◆ **Task requirements**
Tally the lines of the material below that contain the string "church", treating case as significant, and give only the number.

◆ **Data for the task**

-- BEGIN --

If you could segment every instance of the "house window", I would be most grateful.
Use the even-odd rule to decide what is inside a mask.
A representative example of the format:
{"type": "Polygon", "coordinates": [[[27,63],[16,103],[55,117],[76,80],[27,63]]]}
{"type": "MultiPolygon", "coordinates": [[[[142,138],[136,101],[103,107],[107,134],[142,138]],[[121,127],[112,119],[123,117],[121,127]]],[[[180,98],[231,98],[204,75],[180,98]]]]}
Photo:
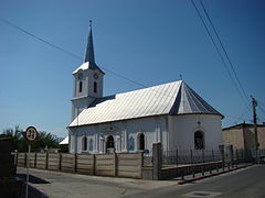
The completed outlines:
{"type": "Polygon", "coordinates": [[[194,148],[204,150],[204,136],[202,131],[197,131],[194,133],[194,148]]]}
{"type": "Polygon", "coordinates": [[[129,151],[135,151],[135,139],[132,136],[129,138],[128,150],[129,151]]]}
{"type": "Polygon", "coordinates": [[[82,151],[87,151],[87,138],[82,139],[82,151]]]}
{"type": "Polygon", "coordinates": [[[107,136],[107,142],[106,142],[106,153],[114,153],[114,152],[115,152],[114,136],[108,135],[107,136]]]}
{"type": "Polygon", "coordinates": [[[140,133],[138,135],[138,150],[145,150],[146,146],[145,146],[145,134],[144,133],[140,133]]]}
{"type": "Polygon", "coordinates": [[[97,92],[97,82],[94,81],[94,92],[97,92]]]}
{"type": "Polygon", "coordinates": [[[89,150],[89,152],[93,151],[93,139],[89,140],[89,148],[88,150],[89,150]]]}
{"type": "Polygon", "coordinates": [[[82,92],[83,81],[80,81],[80,92],[82,92]]]}

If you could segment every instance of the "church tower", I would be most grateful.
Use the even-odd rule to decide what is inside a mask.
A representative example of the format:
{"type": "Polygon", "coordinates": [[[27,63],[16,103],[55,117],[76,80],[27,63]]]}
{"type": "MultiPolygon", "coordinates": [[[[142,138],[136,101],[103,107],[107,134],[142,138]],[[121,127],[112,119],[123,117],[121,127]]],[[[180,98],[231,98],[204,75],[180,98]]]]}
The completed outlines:
{"type": "Polygon", "coordinates": [[[88,108],[96,98],[103,97],[103,79],[105,73],[96,65],[92,35],[92,21],[84,57],[84,63],[72,74],[74,76],[74,90],[72,98],[73,121],[80,112],[88,108]]]}

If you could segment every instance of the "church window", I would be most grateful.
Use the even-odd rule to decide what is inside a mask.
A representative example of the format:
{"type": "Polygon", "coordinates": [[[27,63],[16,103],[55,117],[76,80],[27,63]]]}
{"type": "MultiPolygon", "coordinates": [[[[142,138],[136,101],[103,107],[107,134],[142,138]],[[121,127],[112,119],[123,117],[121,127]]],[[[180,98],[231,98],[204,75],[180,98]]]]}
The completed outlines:
{"type": "Polygon", "coordinates": [[[89,140],[89,147],[88,147],[89,152],[93,151],[93,139],[89,140]]]}
{"type": "Polygon", "coordinates": [[[94,81],[94,92],[97,92],[97,82],[94,81]]]}
{"type": "Polygon", "coordinates": [[[144,133],[140,133],[138,135],[138,150],[145,150],[146,146],[145,146],[145,134],[144,133]]]}
{"type": "Polygon", "coordinates": [[[194,133],[194,148],[204,150],[204,136],[202,131],[197,131],[194,133]]]}
{"type": "Polygon", "coordinates": [[[128,150],[135,151],[135,139],[132,136],[129,138],[128,150]]]}
{"type": "Polygon", "coordinates": [[[83,81],[80,81],[80,92],[82,92],[83,81]]]}
{"type": "Polygon", "coordinates": [[[82,151],[86,151],[87,150],[87,138],[84,136],[82,139],[82,151]]]}
{"type": "Polygon", "coordinates": [[[114,138],[113,135],[107,136],[107,142],[106,142],[106,152],[112,153],[114,152],[115,146],[114,146],[114,138]]]}

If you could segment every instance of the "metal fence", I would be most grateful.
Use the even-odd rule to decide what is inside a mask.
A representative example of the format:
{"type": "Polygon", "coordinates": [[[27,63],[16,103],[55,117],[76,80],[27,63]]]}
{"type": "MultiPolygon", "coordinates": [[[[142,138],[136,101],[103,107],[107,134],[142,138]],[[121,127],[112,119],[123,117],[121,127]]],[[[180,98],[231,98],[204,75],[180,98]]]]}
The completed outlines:
{"type": "MultiPolygon", "coordinates": [[[[265,156],[265,150],[224,150],[224,161],[251,161],[256,156],[265,156]]],[[[219,150],[172,150],[162,152],[163,166],[179,166],[198,163],[222,161],[219,150]]]]}
{"type": "Polygon", "coordinates": [[[163,165],[184,165],[221,161],[220,151],[214,150],[172,150],[162,153],[163,165]]]}

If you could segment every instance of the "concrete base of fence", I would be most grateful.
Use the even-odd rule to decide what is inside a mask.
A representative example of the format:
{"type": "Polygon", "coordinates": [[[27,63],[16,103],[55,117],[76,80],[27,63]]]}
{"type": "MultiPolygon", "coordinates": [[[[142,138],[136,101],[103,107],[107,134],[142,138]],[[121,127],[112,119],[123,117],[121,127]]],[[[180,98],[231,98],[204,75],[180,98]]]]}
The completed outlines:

-- END --

◆ **Right answer**
2